## Article
'''
Ça s'est passé au milieu du spectacle, pendant No Quarter. Les claviers éthérés de John Paul Jones, le beat lourd de Bonham fils, puis la guitare, LA guitare de Jimmy Page. C'était trop beau pour être vrai, mille fois plus fort que sur disque et probablement meilleur que jamais dans l'histoire pourtant riche de Led Zeppelin, le groupe de scène par excellence.

C'était divin et surtout pas faiblard, rien à voir avec le retour mièvre de The Police. Led Zep étalait devant nous toute sa puissance, plus impressionnante encore que dans sa légende. Et on se disait que ça serait trop injuste que Plant, Page, Jones et Jason Bonham n'aillent pas porter la bonne nouvelle aux multitudes qui ne demandent que ça partout sur la planète. Les boys, on sait que vous n'êtes pas à l'argent, mais un demi-milliard tout de même... Combien de soirs on réserve le Stade olympique?

Robert Plant n'a rien promis au terme de ce concert fabuleux au profit de la Fondation Ahmet Ertegun, regretté fondateur de la maison de disques Atlantic, hier soir à l'aréna O2 de Londres. Mais le chanteur de Led Zeppelin s'est donné pleinement et je l'ai même vu sourire de bonheur après le premier rappel, Whole Lotta Love. À ses côtés, Page était si ému qu'il a même dit quelques mots à ce public sur le cul, pour le remercier.
'''
## Exercices à faire
[1] Pouvez-vous recopier à l'identique le passage de l'article sur le concert de Led Zeppelin qui va de « Ça s'est passé » jusqu'à « scène par excellence. » ?
[2] Pouvez-vous réécrire les enregistrements, de la ligne contenant « Spot the gray » jusqu'à la fin des enregistrements, en remplaçant « pixel coordinates » par « screen coordinates » sans rien modifier d'autre ?
L'article et les enregistrements n'ont aucun rapport entre eux.

## Enregistrements fournis
'''
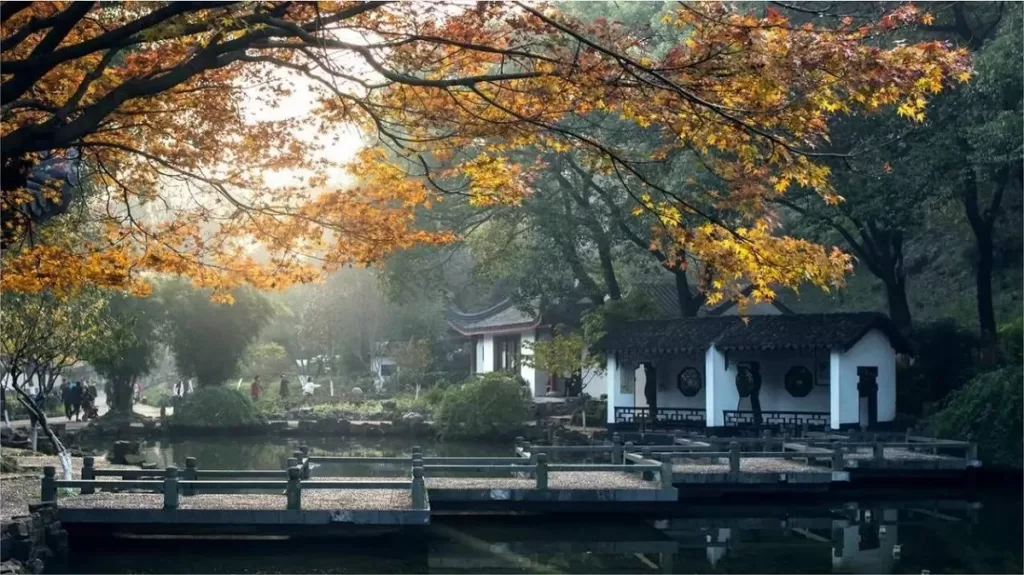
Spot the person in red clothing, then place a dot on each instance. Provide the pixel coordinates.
(256, 389)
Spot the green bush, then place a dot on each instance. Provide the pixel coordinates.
(493, 405)
(988, 411)
(216, 406)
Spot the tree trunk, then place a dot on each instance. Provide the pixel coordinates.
(608, 270)
(122, 400)
(986, 310)
(982, 223)
(689, 304)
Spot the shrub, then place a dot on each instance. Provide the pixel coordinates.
(1012, 342)
(988, 411)
(216, 406)
(493, 405)
(944, 361)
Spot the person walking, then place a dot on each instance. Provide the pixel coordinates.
(3, 404)
(255, 390)
(66, 397)
(284, 387)
(76, 399)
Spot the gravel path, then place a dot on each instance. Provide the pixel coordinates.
(764, 465)
(15, 494)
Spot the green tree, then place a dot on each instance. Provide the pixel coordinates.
(209, 338)
(267, 359)
(488, 406)
(127, 350)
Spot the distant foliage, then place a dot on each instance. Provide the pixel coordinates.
(944, 361)
(492, 405)
(988, 410)
(216, 406)
(268, 360)
(209, 338)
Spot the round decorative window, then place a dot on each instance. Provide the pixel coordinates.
(689, 382)
(799, 381)
(744, 381)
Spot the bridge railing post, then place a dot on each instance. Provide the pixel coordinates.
(666, 473)
(419, 488)
(190, 474)
(49, 490)
(171, 488)
(293, 491)
(303, 461)
(645, 453)
(89, 473)
(733, 456)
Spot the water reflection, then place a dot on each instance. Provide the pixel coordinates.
(864, 537)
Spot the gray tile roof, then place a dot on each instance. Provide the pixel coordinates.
(763, 333)
(503, 316)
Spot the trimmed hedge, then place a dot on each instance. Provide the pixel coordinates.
(216, 406)
(987, 410)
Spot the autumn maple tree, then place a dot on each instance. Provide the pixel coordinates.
(176, 113)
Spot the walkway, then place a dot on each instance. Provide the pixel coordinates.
(144, 410)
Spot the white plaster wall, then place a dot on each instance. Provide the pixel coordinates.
(537, 388)
(478, 351)
(611, 387)
(773, 395)
(668, 372)
(872, 350)
(485, 361)
(617, 374)
(836, 392)
(721, 389)
(763, 308)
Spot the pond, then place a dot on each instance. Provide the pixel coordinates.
(892, 537)
(895, 535)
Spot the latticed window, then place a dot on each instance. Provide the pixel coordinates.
(507, 353)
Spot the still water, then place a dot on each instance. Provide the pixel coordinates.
'''
## Réponses par exercice
[1]
Ça s'est passé au milieu du spectacle, pendant No Quarter. Les claviers éthérés de John Paul Jones, le beat lourd de Bonham fils, puis la guitare, LA guitare de Jimmy Page. C'était trop beau pour être vrai, mille fois plus fort que sur disque et probablement meilleur que jamais dans l'histoire pourtant riche de Led Zeppelin, le groupe de scène par excellence.

[2]
Spot the gray tile roof, then place a dot on each instance. Provide the screen coordinates.
(763, 333)
(503, 316)
Spot the trimmed hedge, then place a dot on each instance. Provide the screen coordinates.
(216, 406)
(987, 410)
Spot the autumn maple tree, then place a dot on each instance. Provide the screen coordinates.
(176, 113)
Spot the walkway, then place a dot on each instance. Provide the screen coordinates.
(144, 410)
Spot the white plaster wall, then place a dot on each instance. Provide the screen coordinates.
(537, 388)
(478, 351)
(611, 387)
(773, 395)
(668, 372)
(872, 350)
(485, 361)
(617, 374)
(836, 392)
(721, 389)
(763, 308)
Spot the pond, then place a dot on each instance. Provide the screen coordinates.
(892, 537)
(895, 535)
Spot the latticed window, then place a dot on each instance. Provide the screen coordinates.
(507, 353)
Spot the still water, then place a dot on each instance. Provide the screen coordinates.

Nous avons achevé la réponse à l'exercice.